Extracted records:

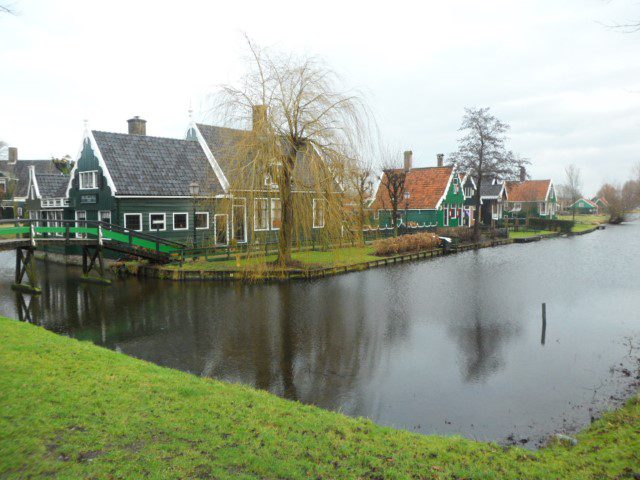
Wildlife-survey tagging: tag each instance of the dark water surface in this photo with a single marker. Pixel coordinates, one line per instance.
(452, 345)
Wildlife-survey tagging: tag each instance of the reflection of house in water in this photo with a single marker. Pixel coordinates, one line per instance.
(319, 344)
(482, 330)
---
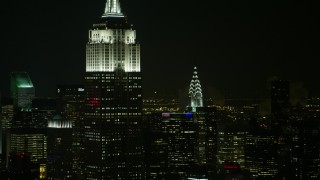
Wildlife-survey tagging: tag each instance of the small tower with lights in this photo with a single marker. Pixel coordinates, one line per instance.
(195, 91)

Exercise description: Please return each line of the material above that contains the word "with".

Reply to the task:
Wildlife-survey tagging: tag each instance of the dark water surface in this photo with a single marker. Pixel coordinates, one line per instance.
Wildlife-survey tagging: tag each instance of the reflection of house in water in this photo with a single marker. Pixel coordinates, one line per instance.
Wildlife-survey tagging: tag each instance of the small tower with lights in this photo with a single marker. Pixel coordinates, one line per instance.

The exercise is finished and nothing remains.